EXCERPTED RECORDS
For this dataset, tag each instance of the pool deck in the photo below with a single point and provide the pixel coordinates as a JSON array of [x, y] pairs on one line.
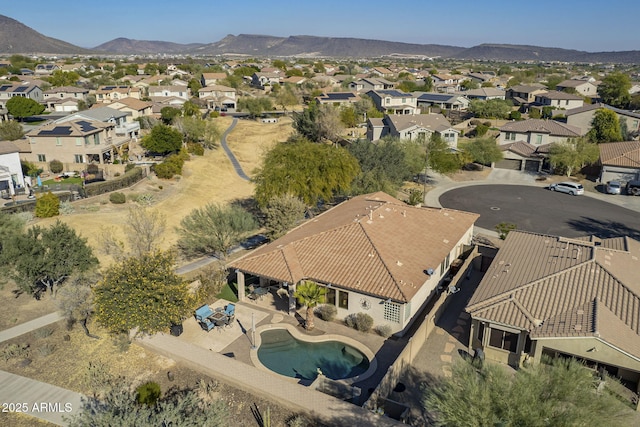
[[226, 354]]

--

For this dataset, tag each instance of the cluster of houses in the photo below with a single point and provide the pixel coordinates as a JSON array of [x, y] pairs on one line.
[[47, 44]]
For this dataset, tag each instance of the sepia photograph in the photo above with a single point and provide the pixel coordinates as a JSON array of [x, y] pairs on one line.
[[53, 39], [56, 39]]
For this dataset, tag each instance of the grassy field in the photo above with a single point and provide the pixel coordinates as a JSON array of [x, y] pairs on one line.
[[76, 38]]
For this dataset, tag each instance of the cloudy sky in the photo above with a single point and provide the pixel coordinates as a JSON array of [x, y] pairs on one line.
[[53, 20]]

EXERCISE INSTRUCTIONS
Copy the entries above without any change, starting at the line that contains "For this dataset, tag each instance of the pool" and ending at the line that contains "[[226, 354]]", including both of those lines, and leave the pictures out of your answer.

TASK RESULT
For this dataset, tag each instance of the pool deck in the photo below with a single point and provide the pixel coordinates as a JSON array of [x, y] pairs on one line.
[[226, 354]]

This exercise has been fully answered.